Exercise brief>
Using the data that follows, return exactly the lines from the one that contains "of the bark" through the one that contains "of the maple", ends included.

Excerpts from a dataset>
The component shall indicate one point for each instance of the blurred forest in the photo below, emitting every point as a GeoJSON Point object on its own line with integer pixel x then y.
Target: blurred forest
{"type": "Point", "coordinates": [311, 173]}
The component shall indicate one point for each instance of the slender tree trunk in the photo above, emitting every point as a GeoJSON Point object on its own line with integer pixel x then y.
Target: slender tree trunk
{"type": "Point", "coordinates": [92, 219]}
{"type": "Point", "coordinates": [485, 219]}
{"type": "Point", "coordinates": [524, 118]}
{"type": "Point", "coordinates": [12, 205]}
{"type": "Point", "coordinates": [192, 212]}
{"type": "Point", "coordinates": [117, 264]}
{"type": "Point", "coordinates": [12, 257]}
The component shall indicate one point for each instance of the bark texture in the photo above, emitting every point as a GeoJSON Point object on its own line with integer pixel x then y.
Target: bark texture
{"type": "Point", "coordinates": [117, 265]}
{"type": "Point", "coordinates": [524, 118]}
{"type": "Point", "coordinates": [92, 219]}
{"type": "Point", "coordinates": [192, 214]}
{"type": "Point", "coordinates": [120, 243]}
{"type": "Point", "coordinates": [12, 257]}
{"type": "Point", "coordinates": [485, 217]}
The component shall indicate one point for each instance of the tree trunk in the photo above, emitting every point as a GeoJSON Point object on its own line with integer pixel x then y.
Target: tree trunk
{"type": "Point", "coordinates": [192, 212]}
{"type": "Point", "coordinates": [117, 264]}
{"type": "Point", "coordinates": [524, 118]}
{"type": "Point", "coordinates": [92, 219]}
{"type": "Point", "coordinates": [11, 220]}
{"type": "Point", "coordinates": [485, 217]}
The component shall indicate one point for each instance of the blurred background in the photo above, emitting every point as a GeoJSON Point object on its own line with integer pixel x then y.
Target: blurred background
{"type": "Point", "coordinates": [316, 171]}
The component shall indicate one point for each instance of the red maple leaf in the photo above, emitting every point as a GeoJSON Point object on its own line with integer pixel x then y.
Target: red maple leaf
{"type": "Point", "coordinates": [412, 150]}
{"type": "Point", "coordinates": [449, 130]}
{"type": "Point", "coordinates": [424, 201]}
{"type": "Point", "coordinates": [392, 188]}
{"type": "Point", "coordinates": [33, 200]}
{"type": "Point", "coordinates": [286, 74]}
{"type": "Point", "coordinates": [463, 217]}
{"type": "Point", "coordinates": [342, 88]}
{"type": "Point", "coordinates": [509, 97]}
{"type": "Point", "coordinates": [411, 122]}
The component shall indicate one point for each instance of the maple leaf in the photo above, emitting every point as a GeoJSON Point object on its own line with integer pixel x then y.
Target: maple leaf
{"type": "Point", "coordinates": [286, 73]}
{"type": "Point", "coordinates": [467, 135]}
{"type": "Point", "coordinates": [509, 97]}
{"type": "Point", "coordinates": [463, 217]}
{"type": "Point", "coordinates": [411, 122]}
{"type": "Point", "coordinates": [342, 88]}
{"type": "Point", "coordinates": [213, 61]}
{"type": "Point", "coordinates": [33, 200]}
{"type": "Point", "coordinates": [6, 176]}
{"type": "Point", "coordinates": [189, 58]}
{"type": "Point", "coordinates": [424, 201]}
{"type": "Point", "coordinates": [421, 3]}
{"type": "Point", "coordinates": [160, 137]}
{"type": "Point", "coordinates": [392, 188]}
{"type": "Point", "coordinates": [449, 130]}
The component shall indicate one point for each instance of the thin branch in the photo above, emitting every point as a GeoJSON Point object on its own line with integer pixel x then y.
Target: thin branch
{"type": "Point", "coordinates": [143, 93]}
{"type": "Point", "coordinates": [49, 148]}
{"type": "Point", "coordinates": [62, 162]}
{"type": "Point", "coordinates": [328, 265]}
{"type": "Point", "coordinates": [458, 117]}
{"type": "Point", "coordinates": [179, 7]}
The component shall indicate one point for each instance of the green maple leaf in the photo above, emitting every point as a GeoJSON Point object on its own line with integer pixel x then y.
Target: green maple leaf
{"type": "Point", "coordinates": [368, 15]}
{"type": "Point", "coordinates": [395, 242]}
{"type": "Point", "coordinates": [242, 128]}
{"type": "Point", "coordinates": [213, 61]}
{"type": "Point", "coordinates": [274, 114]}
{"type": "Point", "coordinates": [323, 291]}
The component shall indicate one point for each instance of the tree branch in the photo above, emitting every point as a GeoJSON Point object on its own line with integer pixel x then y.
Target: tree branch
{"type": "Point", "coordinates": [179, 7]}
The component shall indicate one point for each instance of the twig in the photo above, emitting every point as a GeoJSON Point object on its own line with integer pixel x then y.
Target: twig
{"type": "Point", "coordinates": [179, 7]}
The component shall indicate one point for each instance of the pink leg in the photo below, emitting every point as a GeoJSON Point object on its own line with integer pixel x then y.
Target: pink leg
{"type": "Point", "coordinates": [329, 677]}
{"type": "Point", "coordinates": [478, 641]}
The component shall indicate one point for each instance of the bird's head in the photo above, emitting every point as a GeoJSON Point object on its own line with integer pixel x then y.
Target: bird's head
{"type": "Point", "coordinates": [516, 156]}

Answer space>
The component shall indicate one point for each instance of the bark texture in the photo above, emitting every point as a GeoJSON Point object on its own line with integer pixel x then y.
Target: bark texture
{"type": "Point", "coordinates": [117, 265]}
{"type": "Point", "coordinates": [524, 118]}
{"type": "Point", "coordinates": [92, 219]}
{"type": "Point", "coordinates": [192, 214]}
{"type": "Point", "coordinates": [120, 243]}
{"type": "Point", "coordinates": [12, 257]}
{"type": "Point", "coordinates": [485, 217]}
The component shall indicate one point for each instance of the tree trunk in the photo above, emitting every point as a GeoJSON Point object on its own line with integer pixel x then y.
Target: tree trunk
{"type": "Point", "coordinates": [192, 212]}
{"type": "Point", "coordinates": [117, 264]}
{"type": "Point", "coordinates": [524, 118]}
{"type": "Point", "coordinates": [92, 219]}
{"type": "Point", "coordinates": [11, 220]}
{"type": "Point", "coordinates": [485, 217]}
The component shall indicate one point for each instance of the blurred background in the photo above, emitting every point as a GeoJSON Point object on its own line with integer pixel x then y.
Target: blurred background
{"type": "Point", "coordinates": [316, 171]}
The component shall indicate one point for each instance of the red maple leaf in the photo above, emitting every point as a GeoJSON Point object on its own line with integer pixel x then y.
Target: red maple leaf
{"type": "Point", "coordinates": [412, 150]}
{"type": "Point", "coordinates": [449, 130]}
{"type": "Point", "coordinates": [424, 201]}
{"type": "Point", "coordinates": [392, 188]}
{"type": "Point", "coordinates": [33, 200]}
{"type": "Point", "coordinates": [286, 74]}
{"type": "Point", "coordinates": [463, 217]}
{"type": "Point", "coordinates": [342, 88]}
{"type": "Point", "coordinates": [509, 97]}
{"type": "Point", "coordinates": [411, 122]}
The component shall indicate one point for each instance of the maple leaf in the photo above, emitting every point as a GeoJSON Point object on its own line with integer pixel x then y.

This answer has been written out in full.